Complete the following
A. From the post about the track day, give again the part starting with "Mind you, temps" and going on through "during the afternoon.".
B. Say whether each statement below agrees with the post about the track day, answering yes or no and quoting the words of the post that decide it: (i) During practice, the writer moved up from 11th to 6th fastest of the day. (ii) The heat on Saturday came as a surprise to the writer. (iii) The writer's first timed lap put the writer 2nd fastest.

A tale of two days
Meters Rowed: 488,626
Calories Burned: 26,580
Days I will always remember on the track in 2020 (so far): 1
I love to drive my car on the track, it is something that I get a great deal of pleasure and satisfaction out of, and I don’t get a chance to do it that often. I registered for my first SCCA Time Trial and was very excited for the opportunity to compete against some folks in my class.
Saturday was hot, but I knew it was going to be and thought I was prepared. Through the two practice sessions, my “crew chief”, John and I tried to figure out tires and pressures in the heat. I was less than thrilled with my times during those practice sessions, but I improved from 11th to 6th fastest of the day during practice.
Mind you, temps kept rising, I drank tons of water, I could not quench my thirst. Wearing a full driving suit, gloves and full face helmet is not a lot of fun in 90+ degree heat. The tires don’t like it either. We concluded I did not have the correct compound for the heat and my brand new “sticker” tires would likely not do well in extended sessions during the afternoon.
That meant I would have to do the “perfect lap” (Ford vs Ferrari reference) on my first lap of each session to try to save my tires for Sunday. Surprisingly enough, I pulled 3 seconds out of my practice times in my first timed lap, putting me 4th fastest. My day was suddenly coming together!

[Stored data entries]
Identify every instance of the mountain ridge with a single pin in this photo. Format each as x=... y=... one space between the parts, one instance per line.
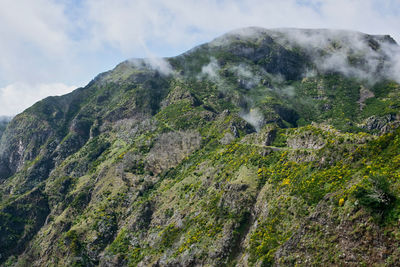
x=228 y=154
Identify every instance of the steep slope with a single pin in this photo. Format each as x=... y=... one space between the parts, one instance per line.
x=261 y=147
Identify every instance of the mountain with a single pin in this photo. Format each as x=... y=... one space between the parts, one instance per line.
x=4 y=120
x=262 y=147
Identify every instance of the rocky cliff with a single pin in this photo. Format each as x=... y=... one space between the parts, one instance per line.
x=262 y=147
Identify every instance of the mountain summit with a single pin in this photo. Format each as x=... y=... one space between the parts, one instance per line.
x=262 y=147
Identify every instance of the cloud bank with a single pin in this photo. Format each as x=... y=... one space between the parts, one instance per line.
x=16 y=97
x=69 y=42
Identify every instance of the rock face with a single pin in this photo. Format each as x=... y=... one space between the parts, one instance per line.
x=260 y=148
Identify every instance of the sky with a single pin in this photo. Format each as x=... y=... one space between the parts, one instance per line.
x=50 y=47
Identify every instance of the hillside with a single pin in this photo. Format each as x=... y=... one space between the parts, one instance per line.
x=262 y=147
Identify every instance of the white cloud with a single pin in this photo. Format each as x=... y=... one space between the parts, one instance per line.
x=16 y=97
x=49 y=41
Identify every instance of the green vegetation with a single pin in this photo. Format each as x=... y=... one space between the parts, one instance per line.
x=236 y=158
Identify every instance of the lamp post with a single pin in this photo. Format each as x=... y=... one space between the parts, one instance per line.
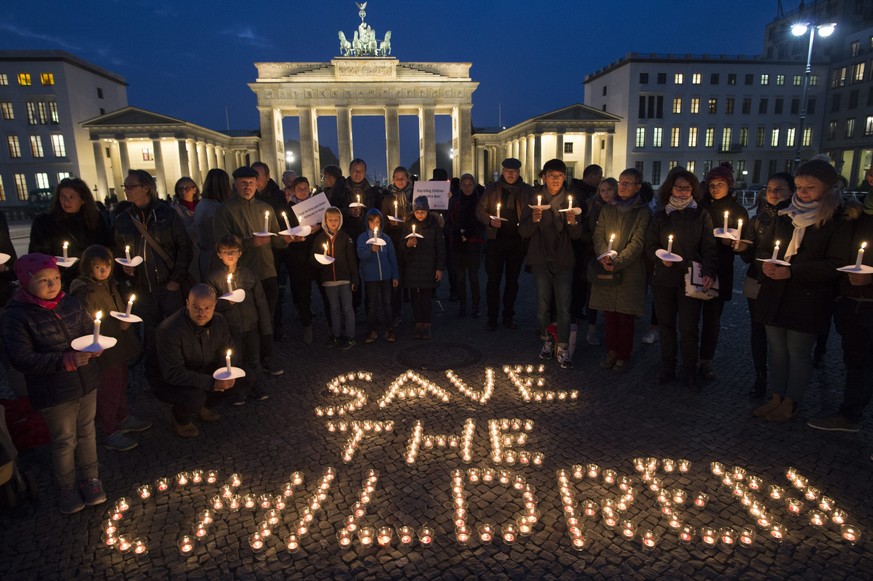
x=799 y=29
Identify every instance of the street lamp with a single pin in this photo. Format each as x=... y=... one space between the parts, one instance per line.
x=799 y=29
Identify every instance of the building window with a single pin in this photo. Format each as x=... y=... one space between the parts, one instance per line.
x=726 y=136
x=21 y=186
x=14 y=146
x=58 y=146
x=36 y=146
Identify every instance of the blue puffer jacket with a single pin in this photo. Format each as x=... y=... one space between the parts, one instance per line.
x=36 y=340
x=381 y=265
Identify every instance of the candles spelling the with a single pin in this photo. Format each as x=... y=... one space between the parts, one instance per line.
x=97 y=318
x=860 y=258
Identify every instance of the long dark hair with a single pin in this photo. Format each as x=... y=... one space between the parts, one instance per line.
x=90 y=213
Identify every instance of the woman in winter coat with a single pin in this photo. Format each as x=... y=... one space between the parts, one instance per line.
x=796 y=302
x=627 y=220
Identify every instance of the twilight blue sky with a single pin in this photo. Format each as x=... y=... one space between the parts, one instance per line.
x=192 y=59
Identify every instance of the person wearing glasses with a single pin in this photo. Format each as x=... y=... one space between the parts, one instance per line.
x=690 y=226
x=74 y=218
x=627 y=221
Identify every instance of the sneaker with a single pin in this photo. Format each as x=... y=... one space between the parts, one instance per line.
x=134 y=424
x=69 y=501
x=650 y=336
x=92 y=492
x=564 y=358
x=256 y=394
x=548 y=348
x=120 y=442
x=835 y=423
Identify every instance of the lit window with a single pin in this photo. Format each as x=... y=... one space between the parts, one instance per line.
x=21 y=186
x=692 y=137
x=58 y=146
x=14 y=146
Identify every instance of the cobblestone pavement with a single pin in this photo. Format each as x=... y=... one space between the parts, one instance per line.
x=616 y=418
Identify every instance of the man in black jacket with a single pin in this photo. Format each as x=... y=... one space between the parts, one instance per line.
x=192 y=344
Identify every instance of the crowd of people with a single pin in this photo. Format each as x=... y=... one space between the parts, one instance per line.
x=205 y=272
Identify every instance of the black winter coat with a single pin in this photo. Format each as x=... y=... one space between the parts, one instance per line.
x=36 y=340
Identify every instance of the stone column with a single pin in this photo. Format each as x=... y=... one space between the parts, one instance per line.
x=426 y=141
x=344 y=136
x=161 y=177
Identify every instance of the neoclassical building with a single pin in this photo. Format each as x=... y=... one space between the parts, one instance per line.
x=577 y=134
x=349 y=86
x=168 y=148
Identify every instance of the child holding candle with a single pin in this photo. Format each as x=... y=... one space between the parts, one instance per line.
x=247 y=320
x=39 y=323
x=425 y=263
x=338 y=278
x=98 y=291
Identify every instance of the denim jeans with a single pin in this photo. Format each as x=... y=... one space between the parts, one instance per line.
x=339 y=298
x=557 y=283
x=790 y=361
x=74 y=438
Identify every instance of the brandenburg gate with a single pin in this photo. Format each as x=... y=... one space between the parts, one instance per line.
x=364 y=81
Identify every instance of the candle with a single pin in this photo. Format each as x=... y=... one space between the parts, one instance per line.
x=97 y=318
x=860 y=257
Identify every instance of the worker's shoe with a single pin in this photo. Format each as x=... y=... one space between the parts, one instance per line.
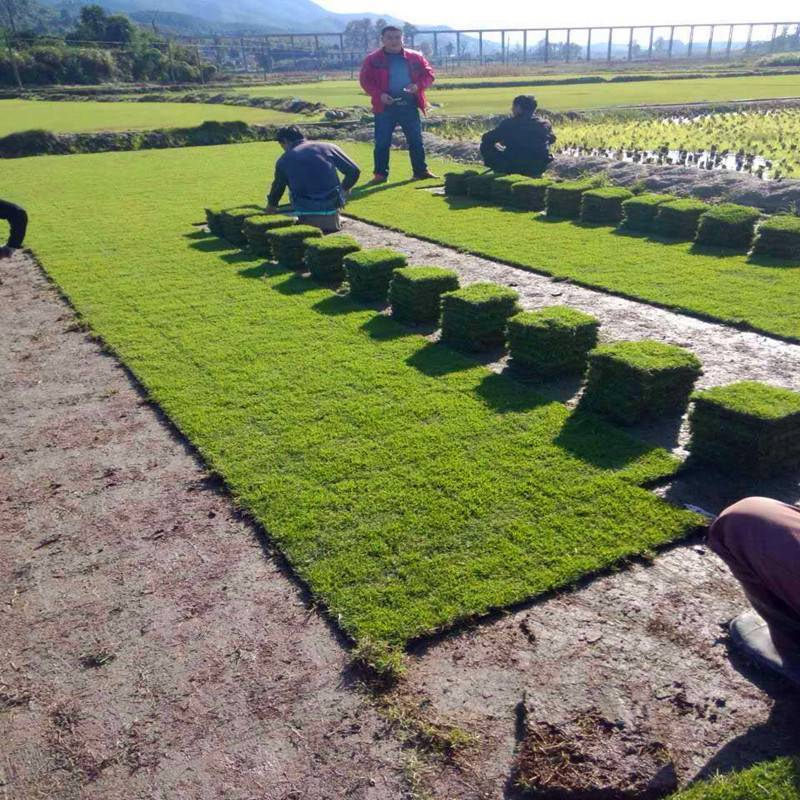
x=750 y=633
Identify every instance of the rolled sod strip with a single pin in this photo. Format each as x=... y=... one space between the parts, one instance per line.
x=551 y=342
x=679 y=219
x=530 y=194
x=415 y=293
x=604 y=205
x=779 y=237
x=728 y=225
x=747 y=428
x=369 y=273
x=629 y=382
x=475 y=318
x=255 y=230
x=564 y=199
x=323 y=257
x=288 y=244
x=639 y=212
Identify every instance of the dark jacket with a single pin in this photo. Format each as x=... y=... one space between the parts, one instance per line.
x=309 y=169
x=526 y=139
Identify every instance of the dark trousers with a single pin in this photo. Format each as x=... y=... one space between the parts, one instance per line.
x=17 y=219
x=407 y=117
x=499 y=161
x=759 y=539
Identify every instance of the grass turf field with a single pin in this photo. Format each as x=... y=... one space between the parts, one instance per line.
x=74 y=117
x=408 y=486
x=572 y=97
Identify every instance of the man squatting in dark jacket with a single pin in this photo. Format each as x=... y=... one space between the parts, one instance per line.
x=525 y=139
x=311 y=171
x=18 y=220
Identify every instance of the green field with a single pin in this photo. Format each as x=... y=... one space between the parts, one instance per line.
x=407 y=485
x=573 y=97
x=73 y=117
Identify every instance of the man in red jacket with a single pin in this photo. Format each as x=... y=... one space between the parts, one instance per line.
x=396 y=80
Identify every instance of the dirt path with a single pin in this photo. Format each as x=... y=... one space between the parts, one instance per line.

List of solutions
A.
Mind you, temps kept rising, I drank tons of water, I could not quench my thirst. Wearing a full driving suit, gloves and full face helmet is not a lot of fun in 90+ degree heat. The tires don’t like it either. We concluded I did not have the correct compound for the heat and my brand new “sticker” tires would likely not do well in extended sessions during the afternoon.

B.
(i) Yes: "I improved from 11th to 6th fastest of the day during practice."
(ii) No: "Saturday was hot, but I knew it was going to be and thought I was prepared."
(iii) No: "putting me 4th fastest."